_Stated goal_:
Rewrite all of the data below, replacing "Draw the outline" with "Trace the boundary" everywhere and changing nothing else, and leave the pictures out of your answer.

_Data to process_:
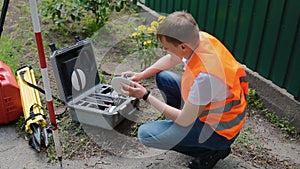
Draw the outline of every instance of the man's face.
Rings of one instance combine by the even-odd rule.
[[[185,50],[182,48],[182,44],[175,45],[166,41],[166,38],[163,36],[160,39],[160,43],[163,46],[163,50],[167,51],[171,55],[175,55],[182,59],[186,55]]]

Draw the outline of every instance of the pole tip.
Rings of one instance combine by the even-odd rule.
[[[58,161],[59,161],[59,164],[60,164],[60,168],[62,168],[62,157],[58,157]]]

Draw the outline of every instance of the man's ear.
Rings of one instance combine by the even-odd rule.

_Correct response_:
Trace the boundary of every instance of the man's face.
Rings of one instance combine by the even-odd rule.
[[[185,50],[182,48],[182,44],[175,45],[166,41],[166,38],[163,36],[160,39],[160,43],[163,46],[163,50],[167,51],[171,55],[175,55],[182,59],[186,55]]]

Trace the boundary of every instance of the pole tip.
Rings of one instance combine by the even-odd rule.
[[[58,161],[59,161],[59,164],[60,164],[60,168],[62,168],[62,157],[58,157]]]

Trace the boundary of every instance of the man's ear.
Rings of one instance combine by the even-odd rule.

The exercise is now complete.